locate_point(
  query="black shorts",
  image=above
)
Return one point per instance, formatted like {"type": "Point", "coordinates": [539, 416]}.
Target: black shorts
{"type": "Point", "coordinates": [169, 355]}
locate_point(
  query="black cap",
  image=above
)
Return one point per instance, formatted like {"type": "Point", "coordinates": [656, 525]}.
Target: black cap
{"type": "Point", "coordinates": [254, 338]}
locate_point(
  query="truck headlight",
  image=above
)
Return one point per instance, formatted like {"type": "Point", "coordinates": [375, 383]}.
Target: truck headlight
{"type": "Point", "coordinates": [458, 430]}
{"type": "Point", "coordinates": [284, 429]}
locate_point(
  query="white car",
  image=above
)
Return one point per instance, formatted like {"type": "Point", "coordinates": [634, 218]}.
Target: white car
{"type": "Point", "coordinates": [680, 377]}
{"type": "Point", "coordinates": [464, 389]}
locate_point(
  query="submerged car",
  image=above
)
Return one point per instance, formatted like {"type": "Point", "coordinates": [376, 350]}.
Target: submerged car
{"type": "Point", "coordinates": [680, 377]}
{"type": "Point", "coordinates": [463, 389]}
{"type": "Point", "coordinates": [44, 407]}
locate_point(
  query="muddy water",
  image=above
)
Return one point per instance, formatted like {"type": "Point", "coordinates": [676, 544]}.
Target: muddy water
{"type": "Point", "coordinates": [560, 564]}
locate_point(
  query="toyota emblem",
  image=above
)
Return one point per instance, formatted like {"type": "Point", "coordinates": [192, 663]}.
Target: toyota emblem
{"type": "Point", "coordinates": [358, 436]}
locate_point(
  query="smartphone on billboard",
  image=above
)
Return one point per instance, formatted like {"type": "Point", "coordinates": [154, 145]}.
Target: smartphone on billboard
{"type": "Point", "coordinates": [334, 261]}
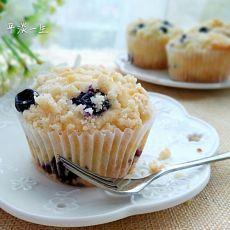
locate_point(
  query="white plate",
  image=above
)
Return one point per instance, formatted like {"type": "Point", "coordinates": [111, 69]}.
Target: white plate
{"type": "Point", "coordinates": [30, 195]}
{"type": "Point", "coordinates": [161, 77]}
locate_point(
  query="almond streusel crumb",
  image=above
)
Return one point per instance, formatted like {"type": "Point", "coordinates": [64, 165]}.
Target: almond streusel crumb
{"type": "Point", "coordinates": [54, 109]}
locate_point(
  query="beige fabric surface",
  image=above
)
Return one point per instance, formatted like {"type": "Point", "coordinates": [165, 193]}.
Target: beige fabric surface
{"type": "Point", "coordinates": [211, 208]}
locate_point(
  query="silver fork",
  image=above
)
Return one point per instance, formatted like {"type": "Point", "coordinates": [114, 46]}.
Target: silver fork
{"type": "Point", "coordinates": [126, 186]}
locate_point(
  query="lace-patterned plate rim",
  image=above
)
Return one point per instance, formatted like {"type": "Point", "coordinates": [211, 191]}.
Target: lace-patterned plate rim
{"type": "Point", "coordinates": [162, 77]}
{"type": "Point", "coordinates": [117, 207]}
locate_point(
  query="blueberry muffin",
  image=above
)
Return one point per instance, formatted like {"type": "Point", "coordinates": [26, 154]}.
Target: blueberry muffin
{"type": "Point", "coordinates": [202, 54]}
{"type": "Point", "coordinates": [146, 40]}
{"type": "Point", "coordinates": [93, 116]}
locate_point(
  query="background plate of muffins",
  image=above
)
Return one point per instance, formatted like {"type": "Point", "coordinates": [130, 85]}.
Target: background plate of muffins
{"type": "Point", "coordinates": [107, 123]}
{"type": "Point", "coordinates": [161, 53]}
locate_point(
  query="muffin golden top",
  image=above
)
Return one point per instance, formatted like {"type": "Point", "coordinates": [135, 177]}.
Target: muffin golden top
{"type": "Point", "coordinates": [87, 98]}
{"type": "Point", "coordinates": [153, 29]}
{"type": "Point", "coordinates": [210, 35]}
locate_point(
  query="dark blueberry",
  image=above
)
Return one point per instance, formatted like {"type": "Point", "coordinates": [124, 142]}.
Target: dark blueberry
{"type": "Point", "coordinates": [133, 32]}
{"type": "Point", "coordinates": [130, 58]}
{"type": "Point", "coordinates": [167, 23]}
{"type": "Point", "coordinates": [85, 99]}
{"type": "Point", "coordinates": [25, 99]}
{"type": "Point", "coordinates": [141, 25]}
{"type": "Point", "coordinates": [183, 37]}
{"type": "Point", "coordinates": [163, 29]}
{"type": "Point", "coordinates": [203, 29]}
{"type": "Point", "coordinates": [138, 153]}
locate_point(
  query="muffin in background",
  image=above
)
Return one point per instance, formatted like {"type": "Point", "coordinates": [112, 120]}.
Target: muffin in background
{"type": "Point", "coordinates": [202, 54]}
{"type": "Point", "coordinates": [95, 117]}
{"type": "Point", "coordinates": [146, 41]}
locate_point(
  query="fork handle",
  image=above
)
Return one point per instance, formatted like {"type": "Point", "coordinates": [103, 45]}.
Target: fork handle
{"type": "Point", "coordinates": [202, 161]}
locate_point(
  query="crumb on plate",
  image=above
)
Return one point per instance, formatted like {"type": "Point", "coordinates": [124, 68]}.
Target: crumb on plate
{"type": "Point", "coordinates": [194, 137]}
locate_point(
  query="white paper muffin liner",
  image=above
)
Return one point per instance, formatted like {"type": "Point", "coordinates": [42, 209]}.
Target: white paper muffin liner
{"type": "Point", "coordinates": [106, 153]}
{"type": "Point", "coordinates": [198, 65]}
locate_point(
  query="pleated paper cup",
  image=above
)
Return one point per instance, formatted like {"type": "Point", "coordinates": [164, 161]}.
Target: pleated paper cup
{"type": "Point", "coordinates": [199, 65]}
{"type": "Point", "coordinates": [107, 153]}
{"type": "Point", "coordinates": [147, 53]}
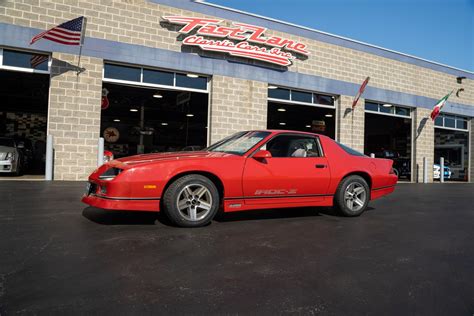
^^^^
Word for word, reproduce the listing above; no image should be carried over.

> **RESPONSE**:
locate_point(
  query="black shorts",
  image=above
)
Return one point per instance, formatted like {"type": "Point", "coordinates": [539, 416]}.
Target: black shorts
{"type": "Point", "coordinates": [169, 355]}
locate_point(
  query="black cap",
  image=above
)
Return one point per instance, formatted like {"type": "Point", "coordinates": [656, 525]}.
Target: black cap
{"type": "Point", "coordinates": [254, 338]}
locate_point(
  query="truck headlight",
  image=above
)
Return one point per instance, formatted like {"type": "Point", "coordinates": [375, 383]}.
Target: truck headlight
{"type": "Point", "coordinates": [458, 430]}
{"type": "Point", "coordinates": [284, 429]}
locate_point(
  query="white car",
  image=above
)
Return one point per instance, formatted like {"type": "Point", "coordinates": [634, 218]}.
Target: white car
{"type": "Point", "coordinates": [680, 377]}
{"type": "Point", "coordinates": [464, 389]}
locate_point(
  query="submerged car",
  image=above
)
Return one point per instance, formatted like {"type": "Point", "coordinates": [376, 350]}.
Target: submerged car
{"type": "Point", "coordinates": [680, 377]}
{"type": "Point", "coordinates": [463, 389]}
{"type": "Point", "coordinates": [44, 407]}
locate_point(
  query="muddy water",
  image=above
)
Return one point per instance, formatted like {"type": "Point", "coordinates": [676, 544]}.
Target: muddy water
{"type": "Point", "coordinates": [560, 564]}
locate_point(
  query="toyota emblem",
  image=above
)
Return one point per instance, formatted like {"type": "Point", "coordinates": [192, 663]}.
Target: toyota emblem
{"type": "Point", "coordinates": [358, 436]}
locate_point(
  query="smartphone on billboard",
  image=above
)
Return one point per instance, formatted like {"type": "Point", "coordinates": [154, 145]}.
Target: smartphone on billboard
{"type": "Point", "coordinates": [334, 261]}
locate_point(
  query="white plate",
  image=above
)
Return one point per instance, formatted like {"type": "Point", "coordinates": [111, 69]}.
Target: white plate
{"type": "Point", "coordinates": [30, 195]}
{"type": "Point", "coordinates": [161, 77]}
locate_point(
  query="almond streusel crumb",
  image=above
)
Return one point per instance, formatted like {"type": "Point", "coordinates": [64, 165]}.
Target: almond streusel crumb
{"type": "Point", "coordinates": [54, 109]}
locate_point(
  query="beige fabric surface",
  image=above
)
Return one point per instance, formatted like {"type": "Point", "coordinates": [165, 193]}.
Target: beige fabric surface
{"type": "Point", "coordinates": [211, 208]}
locate_point(
  query="silver fork",
  image=above
)
Return one point per instance, formatted like {"type": "Point", "coordinates": [114, 46]}.
Target: silver fork
{"type": "Point", "coordinates": [126, 186]}
locate_point(
  query="lace-patterned plate rim",
  image=above
)
Return one point per instance, formatted like {"type": "Point", "coordinates": [211, 191]}.
Target: lace-patterned plate rim
{"type": "Point", "coordinates": [162, 77]}
{"type": "Point", "coordinates": [117, 207]}
locate_point(
  query="blueberry muffin",
  image=above
)
Return one point per instance, formatted like {"type": "Point", "coordinates": [26, 154]}.
Target: blueberry muffin
{"type": "Point", "coordinates": [202, 54]}
{"type": "Point", "coordinates": [146, 40]}
{"type": "Point", "coordinates": [93, 116]}
locate_point(
  query="background plate of muffins",
  image=above
)
Return one point per instance, formatted like {"type": "Point", "coordinates": [130, 85]}.
Target: background plate of muffins
{"type": "Point", "coordinates": [107, 123]}
{"type": "Point", "coordinates": [161, 53]}
locate_point(
  query="muffin golden top",
  image=above
)
Return one point per instance, formatted like {"type": "Point", "coordinates": [135, 177]}.
Target: muffin golden top
{"type": "Point", "coordinates": [87, 98]}
{"type": "Point", "coordinates": [153, 29]}
{"type": "Point", "coordinates": [210, 35]}
locate_point(
  query="dark blueberry",
  image=above
)
Return one point per instance, formatted like {"type": "Point", "coordinates": [124, 142]}.
Target: dark blueberry
{"type": "Point", "coordinates": [133, 32]}
{"type": "Point", "coordinates": [130, 58]}
{"type": "Point", "coordinates": [167, 23]}
{"type": "Point", "coordinates": [85, 99]}
{"type": "Point", "coordinates": [25, 99]}
{"type": "Point", "coordinates": [141, 25]}
{"type": "Point", "coordinates": [183, 37]}
{"type": "Point", "coordinates": [163, 29]}
{"type": "Point", "coordinates": [203, 29]}
{"type": "Point", "coordinates": [138, 153]}
locate_point(
  query="muffin in background",
  image=above
)
Return one point per instance, formatted like {"type": "Point", "coordinates": [112, 120]}.
Target: muffin in background
{"type": "Point", "coordinates": [202, 54]}
{"type": "Point", "coordinates": [95, 117]}
{"type": "Point", "coordinates": [146, 41]}
locate_point(
  query="fork handle",
  image=above
)
Return one point per instance, formatted like {"type": "Point", "coordinates": [103, 45]}.
Target: fork handle
{"type": "Point", "coordinates": [202, 161]}
locate_point(
  query="crumb on plate",
  image=above
)
Return one point per instance, formatted like {"type": "Point", "coordinates": [124, 68]}.
Target: crumb on plate
{"type": "Point", "coordinates": [194, 137]}
locate_point(
  query="white paper muffin liner",
  image=above
)
Return one point per instance, formatted like {"type": "Point", "coordinates": [42, 209]}.
Target: white paper muffin liner
{"type": "Point", "coordinates": [106, 153]}
{"type": "Point", "coordinates": [198, 65]}
locate_point(
  query="pleated paper cup",
  image=above
)
Return one point per instance, formatted like {"type": "Point", "coordinates": [164, 161]}.
Target: pleated paper cup
{"type": "Point", "coordinates": [199, 65]}
{"type": "Point", "coordinates": [107, 153]}
{"type": "Point", "coordinates": [147, 53]}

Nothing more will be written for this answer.